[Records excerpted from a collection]
┄┄┄┄┄┄

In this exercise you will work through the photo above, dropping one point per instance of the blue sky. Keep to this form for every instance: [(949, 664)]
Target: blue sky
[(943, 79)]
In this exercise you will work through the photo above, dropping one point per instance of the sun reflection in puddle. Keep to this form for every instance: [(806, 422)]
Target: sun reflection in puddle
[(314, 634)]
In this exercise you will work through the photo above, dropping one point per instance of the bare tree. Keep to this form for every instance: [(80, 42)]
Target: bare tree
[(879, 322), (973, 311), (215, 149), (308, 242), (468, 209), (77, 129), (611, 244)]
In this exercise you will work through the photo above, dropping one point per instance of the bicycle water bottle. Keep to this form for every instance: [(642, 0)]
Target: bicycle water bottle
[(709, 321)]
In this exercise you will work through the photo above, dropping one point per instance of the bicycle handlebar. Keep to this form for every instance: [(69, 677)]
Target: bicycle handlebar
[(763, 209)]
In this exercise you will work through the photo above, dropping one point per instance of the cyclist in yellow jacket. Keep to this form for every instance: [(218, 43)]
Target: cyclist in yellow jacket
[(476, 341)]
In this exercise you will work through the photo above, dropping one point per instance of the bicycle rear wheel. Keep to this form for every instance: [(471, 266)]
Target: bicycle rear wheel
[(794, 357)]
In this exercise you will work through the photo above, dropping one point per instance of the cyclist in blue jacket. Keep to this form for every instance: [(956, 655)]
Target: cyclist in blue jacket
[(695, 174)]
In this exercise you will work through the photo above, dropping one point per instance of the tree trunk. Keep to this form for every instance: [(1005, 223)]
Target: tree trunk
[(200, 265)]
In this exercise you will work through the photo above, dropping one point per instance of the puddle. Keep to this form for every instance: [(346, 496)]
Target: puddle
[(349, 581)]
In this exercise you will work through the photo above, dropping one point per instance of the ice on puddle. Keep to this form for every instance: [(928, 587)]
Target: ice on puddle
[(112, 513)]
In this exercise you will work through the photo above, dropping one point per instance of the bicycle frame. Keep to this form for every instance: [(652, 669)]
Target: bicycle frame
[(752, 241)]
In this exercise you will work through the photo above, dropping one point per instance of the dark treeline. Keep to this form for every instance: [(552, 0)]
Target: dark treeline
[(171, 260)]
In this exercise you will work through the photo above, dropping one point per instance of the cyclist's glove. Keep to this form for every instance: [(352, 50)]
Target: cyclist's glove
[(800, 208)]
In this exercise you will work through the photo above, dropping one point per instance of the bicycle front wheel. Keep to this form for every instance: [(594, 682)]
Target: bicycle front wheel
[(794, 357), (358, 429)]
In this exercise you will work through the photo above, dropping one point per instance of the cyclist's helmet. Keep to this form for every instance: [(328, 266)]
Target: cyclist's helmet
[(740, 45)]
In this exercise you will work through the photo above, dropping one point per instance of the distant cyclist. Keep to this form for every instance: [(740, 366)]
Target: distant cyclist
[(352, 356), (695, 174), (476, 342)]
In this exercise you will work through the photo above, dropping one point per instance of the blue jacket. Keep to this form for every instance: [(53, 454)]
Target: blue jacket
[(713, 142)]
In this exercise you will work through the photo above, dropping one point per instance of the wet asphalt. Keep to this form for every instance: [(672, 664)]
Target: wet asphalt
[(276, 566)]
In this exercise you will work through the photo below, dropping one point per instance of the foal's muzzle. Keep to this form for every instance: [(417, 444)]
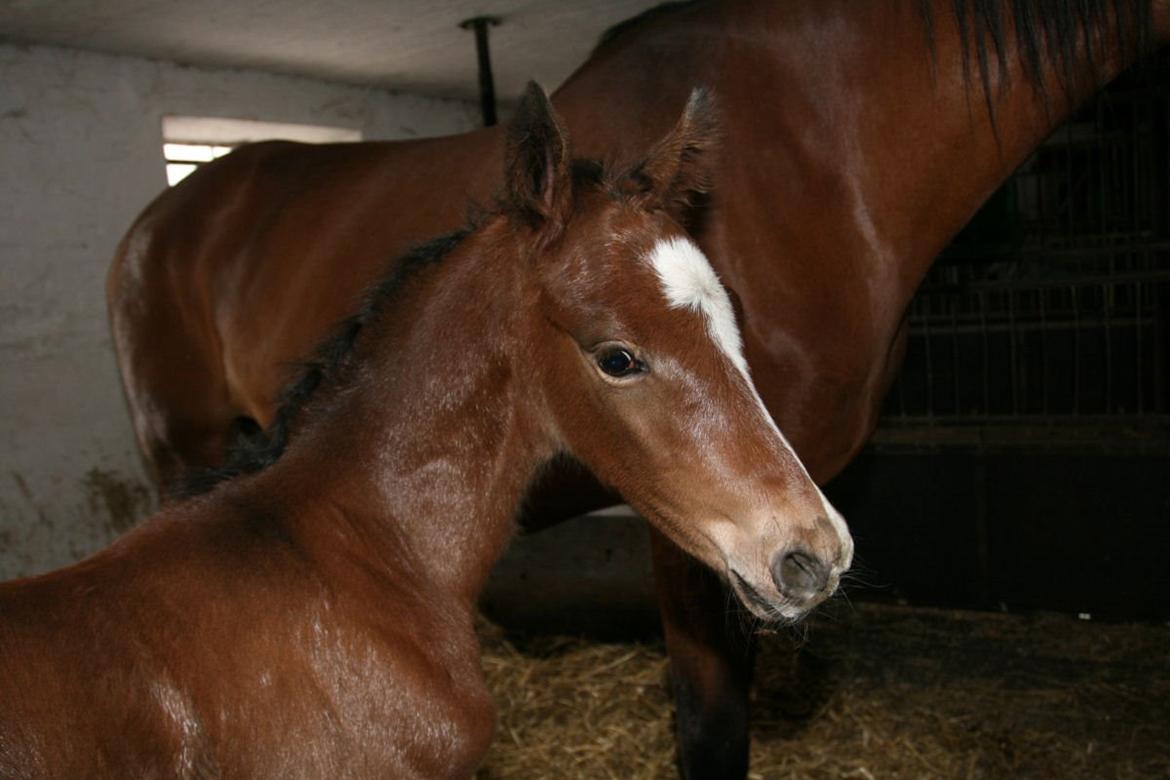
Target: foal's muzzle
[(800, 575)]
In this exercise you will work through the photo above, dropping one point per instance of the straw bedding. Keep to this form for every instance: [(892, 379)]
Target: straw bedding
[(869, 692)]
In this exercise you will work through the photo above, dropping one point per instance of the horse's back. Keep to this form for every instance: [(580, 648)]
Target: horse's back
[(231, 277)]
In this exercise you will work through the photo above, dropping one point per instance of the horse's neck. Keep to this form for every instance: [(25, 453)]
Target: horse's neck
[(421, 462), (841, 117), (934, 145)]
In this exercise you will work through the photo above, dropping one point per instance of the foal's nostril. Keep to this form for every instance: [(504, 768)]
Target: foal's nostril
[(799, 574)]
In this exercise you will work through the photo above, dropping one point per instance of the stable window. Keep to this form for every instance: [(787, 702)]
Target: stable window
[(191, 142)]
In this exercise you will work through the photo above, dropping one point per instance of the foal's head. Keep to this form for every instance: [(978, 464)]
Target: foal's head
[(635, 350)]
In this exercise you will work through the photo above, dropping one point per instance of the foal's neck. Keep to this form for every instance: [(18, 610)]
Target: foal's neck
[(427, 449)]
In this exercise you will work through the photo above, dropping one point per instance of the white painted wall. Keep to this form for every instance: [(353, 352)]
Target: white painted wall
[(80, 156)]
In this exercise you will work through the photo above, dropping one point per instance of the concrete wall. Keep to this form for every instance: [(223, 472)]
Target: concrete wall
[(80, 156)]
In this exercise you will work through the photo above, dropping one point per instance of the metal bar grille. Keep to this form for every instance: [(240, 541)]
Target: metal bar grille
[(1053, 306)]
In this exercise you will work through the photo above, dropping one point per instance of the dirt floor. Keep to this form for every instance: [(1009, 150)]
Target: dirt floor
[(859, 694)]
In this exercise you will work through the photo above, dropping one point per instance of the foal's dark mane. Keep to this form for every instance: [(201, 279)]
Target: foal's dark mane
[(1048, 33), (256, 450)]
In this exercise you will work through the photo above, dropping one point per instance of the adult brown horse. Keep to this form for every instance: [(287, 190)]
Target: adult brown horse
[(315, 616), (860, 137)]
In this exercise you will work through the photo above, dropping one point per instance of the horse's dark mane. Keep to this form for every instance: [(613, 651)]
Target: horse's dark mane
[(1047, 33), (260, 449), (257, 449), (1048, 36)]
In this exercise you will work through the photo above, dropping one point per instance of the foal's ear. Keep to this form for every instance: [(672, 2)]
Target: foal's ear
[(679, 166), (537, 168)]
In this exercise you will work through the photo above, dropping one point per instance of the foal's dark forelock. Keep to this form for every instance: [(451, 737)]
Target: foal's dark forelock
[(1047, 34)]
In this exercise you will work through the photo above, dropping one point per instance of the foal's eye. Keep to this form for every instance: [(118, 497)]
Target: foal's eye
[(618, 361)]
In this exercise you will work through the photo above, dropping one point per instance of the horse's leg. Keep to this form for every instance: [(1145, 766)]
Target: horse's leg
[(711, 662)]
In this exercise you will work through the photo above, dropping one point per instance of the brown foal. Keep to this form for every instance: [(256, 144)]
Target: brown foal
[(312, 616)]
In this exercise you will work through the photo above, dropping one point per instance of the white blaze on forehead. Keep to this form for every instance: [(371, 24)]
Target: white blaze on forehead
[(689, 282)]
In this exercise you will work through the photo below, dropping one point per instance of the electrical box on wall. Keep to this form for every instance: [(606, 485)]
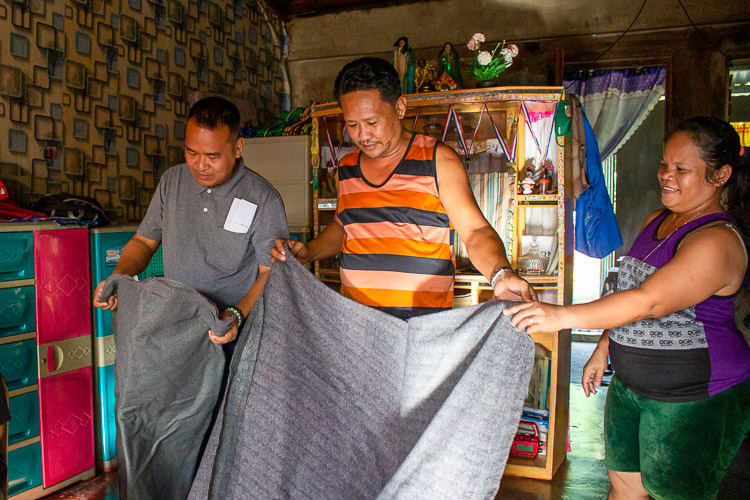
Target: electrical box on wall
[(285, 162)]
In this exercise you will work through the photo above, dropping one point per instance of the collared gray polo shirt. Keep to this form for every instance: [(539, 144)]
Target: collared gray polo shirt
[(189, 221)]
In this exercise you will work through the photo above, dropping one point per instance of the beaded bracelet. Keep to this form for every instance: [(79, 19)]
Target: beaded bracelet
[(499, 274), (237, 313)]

┄┄┄┄┄┄

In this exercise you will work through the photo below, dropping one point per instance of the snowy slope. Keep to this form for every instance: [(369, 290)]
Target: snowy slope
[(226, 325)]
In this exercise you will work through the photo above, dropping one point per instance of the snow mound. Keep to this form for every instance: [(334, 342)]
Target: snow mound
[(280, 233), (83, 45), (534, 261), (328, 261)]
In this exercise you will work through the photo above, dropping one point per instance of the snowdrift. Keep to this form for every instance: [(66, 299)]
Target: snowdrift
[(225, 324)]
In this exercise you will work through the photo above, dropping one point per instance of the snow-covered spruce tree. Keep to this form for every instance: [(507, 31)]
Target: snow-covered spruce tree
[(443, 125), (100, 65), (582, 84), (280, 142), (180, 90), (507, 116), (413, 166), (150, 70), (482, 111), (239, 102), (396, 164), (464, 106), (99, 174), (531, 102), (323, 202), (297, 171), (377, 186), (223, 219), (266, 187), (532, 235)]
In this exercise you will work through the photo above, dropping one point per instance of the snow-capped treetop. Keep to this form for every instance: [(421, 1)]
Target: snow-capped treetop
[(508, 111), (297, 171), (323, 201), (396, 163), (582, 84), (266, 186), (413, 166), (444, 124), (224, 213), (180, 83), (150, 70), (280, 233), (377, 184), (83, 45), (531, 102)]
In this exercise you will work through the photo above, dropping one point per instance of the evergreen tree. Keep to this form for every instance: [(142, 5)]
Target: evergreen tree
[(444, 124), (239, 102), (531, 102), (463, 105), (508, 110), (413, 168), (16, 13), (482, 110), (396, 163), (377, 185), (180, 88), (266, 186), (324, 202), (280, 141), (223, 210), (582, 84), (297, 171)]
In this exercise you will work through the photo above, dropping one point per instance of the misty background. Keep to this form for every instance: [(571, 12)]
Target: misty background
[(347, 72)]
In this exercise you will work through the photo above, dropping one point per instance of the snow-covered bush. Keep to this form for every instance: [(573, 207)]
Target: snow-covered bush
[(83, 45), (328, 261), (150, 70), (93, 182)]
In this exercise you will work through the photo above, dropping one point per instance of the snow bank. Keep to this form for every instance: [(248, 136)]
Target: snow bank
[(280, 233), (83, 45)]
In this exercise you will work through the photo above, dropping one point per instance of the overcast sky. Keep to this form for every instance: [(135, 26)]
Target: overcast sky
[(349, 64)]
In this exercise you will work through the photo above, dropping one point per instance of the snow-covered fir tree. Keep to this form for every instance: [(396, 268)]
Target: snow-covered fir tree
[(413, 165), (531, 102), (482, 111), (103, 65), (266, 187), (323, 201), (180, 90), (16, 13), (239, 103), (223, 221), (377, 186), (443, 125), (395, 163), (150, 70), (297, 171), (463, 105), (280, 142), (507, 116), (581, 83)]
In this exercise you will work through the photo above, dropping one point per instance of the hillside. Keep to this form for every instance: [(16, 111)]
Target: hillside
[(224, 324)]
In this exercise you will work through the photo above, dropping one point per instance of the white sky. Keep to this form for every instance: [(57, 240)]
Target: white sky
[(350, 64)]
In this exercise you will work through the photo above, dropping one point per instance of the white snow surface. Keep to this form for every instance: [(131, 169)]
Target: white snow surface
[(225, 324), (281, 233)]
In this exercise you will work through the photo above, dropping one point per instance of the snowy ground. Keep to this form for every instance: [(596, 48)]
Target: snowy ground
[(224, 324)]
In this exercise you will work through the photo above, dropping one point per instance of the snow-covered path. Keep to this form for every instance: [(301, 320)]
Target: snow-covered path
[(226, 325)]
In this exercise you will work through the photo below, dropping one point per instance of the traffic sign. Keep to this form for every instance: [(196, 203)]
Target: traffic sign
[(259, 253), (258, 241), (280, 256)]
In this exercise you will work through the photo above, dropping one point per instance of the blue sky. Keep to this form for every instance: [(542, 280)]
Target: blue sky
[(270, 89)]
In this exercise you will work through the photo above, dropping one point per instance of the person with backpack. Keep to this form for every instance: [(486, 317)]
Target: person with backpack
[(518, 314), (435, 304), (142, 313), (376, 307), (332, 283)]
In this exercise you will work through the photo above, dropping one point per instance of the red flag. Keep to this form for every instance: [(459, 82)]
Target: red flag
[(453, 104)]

┄┄┄┄┄┄

■ What this task involves ■
From the records above, pull every line that has the string "below" and copy it.

■ Result of this task ■
In this exercise you will work through the photo below, dropping one point per instance of the foal's muzzle. Keep to this form for every instance: [(417, 444)]
In this exercise you will work through the photo below, dropping one point per instance of the electrical box on wall. Keep to this form for every instance: [(606, 485)]
In this exercise you will work through the photo below, dropping one point per instance of the snowy slope. Keep to this form for every instance: [(369, 290)]
In this exercise you will work through the photo below, dropping one point per instance of the traffic sign. Keep to this form for every instance: [(196, 203)]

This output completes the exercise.